▸ EXTRAIT FOURNI

******

두사부일체 / My Boss my Hero (Yoon Je-kyun, Corée du Sud, 2001, 1h38)

Do-Shik est un gangster de Séoul, un vrai, un dur, qui mène ses hommes dans des règlements de comptes musclés entre gangs rivaux. Il ne rigole pas et vit à fond sa vie de chefaillon, roulant des mécaniques, frappants ses subordonnés crétins, abordant sans cesse une stature de mafieux arrogant. Sauf qu’il est un petit gars de la rue, sans réelle éducation, ce qui dans la chaîne de commande commence à poser problème à son supérieur.


Ce dernier, souhaitant lui offrir plus de responsabilités, lui ordonne de se faire diplômer pour prouver qu’il est capable de mener à bien les opérations, sans être la risée de ses adversaires. Do-Shik accepte, sans vraiment avoir le choix, et s’inscrit dans un établissement. Il s’y fait passer pour un étudiant de vingt ans, bien décidé à en sortir avec un diplôme.


Voici donc un postulat de départ original, servant de prétexte pour dresser un portrait assez peu reluisant du système éducatif coréen, rongé par la violence et la corruption. Sur un ton comique, dans un premier temps, le public est invité à suivre les premiers pas de Do-Shik dans l’établissement, où rapidement il devient souffre-douleur de quelques-uns de ses camarades.


Passant du statut de lieutenant de la pègre à celui de victime de harcèlement scolaire, rapidement il est confronté à ses limites intellectuelles, et sa capacité à s’adapter dans un monde violent où il trouve difficilement sa place. Le ramenant finalement à son statut de petit chef de gang, qui pour compenser ses limites fait lui aussi usage d’une certaine violence.


Il se retrouve également confronté à cette dernière au sein même de l’école. Que ce soit par l’intermédiaire d’autres élèves ou un corps pédagogique, professeur et vie scolaire, elle est omniprésente. La discipline étant ‘’enseignée’’ à coup de bâton et autres humiliations, Do-Shik prend peu à peu les choses en main, décidé à ne pas se laisser faire, et cherche à établir sa propre justice dans l’établissement.


Le film de Yoon Je-Kyun débute par une scène de règlement de compte musclé, très premier degrés, qui laisse envisager une œuvre radicale sur la mafia coréenne. Puis rapidement la nature du récit évolue vers la comédie, qui occupe une place centrale, puisque la majeure partie de l’aventure de Do-Shik se déroule sous cet aspect. Avec de temps à autre l’incursion d’une grande violence, qui laisse présager un final plus sombre.


Et c’est en effet le cas, après près d’une heure de comédie, à découvrir les coulisses du système éducatif coréen, longtemps reconnu comme le plus performant du monde, ‘’Doosaboo Ilchae’’, que l’on pourrait traduire en français par ‘’Les Deux Divisions’’, prend une tournure de plus en plus dramatique. L’expression de la brutalité, choquante et gratuite (Dans le récit, pas dans la démarche) devient motrice du récit, menant à une séquence finale en échos à l’introduction.

******

▸ ACTIONS À MENER
1. D'après l'extrait fourni, pour un étudiant de quel âge Do-Shik se fait-il passer en s'inscrivant dans l'établissement ?
2. Recopiez le passage de l'extrait fourni compris entre « Il se retrouve » et « justice dans l’établissement. », bornes incluses.

▸ DONNÉES AFFICHÉES
******

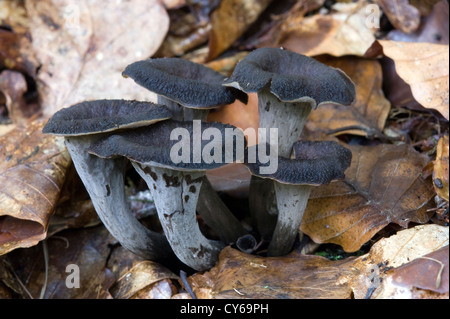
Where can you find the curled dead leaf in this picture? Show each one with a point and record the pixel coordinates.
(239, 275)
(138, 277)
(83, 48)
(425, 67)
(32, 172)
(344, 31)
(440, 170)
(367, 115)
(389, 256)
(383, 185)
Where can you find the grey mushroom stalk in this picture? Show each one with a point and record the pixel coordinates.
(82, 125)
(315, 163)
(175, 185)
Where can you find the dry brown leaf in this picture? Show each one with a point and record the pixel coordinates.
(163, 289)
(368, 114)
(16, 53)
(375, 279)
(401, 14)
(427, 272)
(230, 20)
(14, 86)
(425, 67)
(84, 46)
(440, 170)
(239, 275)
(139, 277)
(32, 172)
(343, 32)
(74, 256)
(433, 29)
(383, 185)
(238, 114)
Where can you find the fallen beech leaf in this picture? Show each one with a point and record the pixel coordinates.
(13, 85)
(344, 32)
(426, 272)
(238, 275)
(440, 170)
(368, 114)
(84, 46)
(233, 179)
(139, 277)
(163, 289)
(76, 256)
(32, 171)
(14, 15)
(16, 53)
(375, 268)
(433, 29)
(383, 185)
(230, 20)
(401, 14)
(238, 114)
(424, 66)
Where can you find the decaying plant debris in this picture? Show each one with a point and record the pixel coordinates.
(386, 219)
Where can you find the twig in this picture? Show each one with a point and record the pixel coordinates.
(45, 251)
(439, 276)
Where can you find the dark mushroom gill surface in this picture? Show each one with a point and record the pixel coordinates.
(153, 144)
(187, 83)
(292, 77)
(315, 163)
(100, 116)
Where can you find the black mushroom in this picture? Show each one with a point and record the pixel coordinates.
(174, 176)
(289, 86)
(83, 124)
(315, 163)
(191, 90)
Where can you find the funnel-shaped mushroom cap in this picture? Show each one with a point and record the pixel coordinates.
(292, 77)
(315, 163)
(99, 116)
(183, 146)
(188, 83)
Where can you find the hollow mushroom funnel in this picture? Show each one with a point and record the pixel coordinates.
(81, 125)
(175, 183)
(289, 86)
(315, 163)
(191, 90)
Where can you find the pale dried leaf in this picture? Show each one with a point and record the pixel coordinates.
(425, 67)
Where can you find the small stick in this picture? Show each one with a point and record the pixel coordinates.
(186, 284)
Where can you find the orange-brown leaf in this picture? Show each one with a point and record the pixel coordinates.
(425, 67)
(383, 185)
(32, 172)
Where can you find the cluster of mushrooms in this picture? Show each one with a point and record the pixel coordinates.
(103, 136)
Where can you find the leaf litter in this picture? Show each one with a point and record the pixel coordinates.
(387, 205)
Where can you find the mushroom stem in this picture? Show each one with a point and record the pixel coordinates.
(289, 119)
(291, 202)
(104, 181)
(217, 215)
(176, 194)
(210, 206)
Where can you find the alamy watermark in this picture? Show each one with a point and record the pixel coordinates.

******

▸ RÉPONSES PAR CONSIGNE
1. Il se fait passer pour un étudiant de vingt ans.

2.
Il se retrouve également confronté à cette dernière au sein même de l’école. Que ce soit par l’intermédiaire d’autres élèves ou un corps pédagogique, professeur et vie scolaire, elle est omniprésente. La discipline étant ‘’enseignée’’ à coup de bâton et autres humiliations, Do-Shik prend peu à peu les choses en main, décidé à ne pas se laisser faire, et cherche à établir sa propre justice dans l’établissement.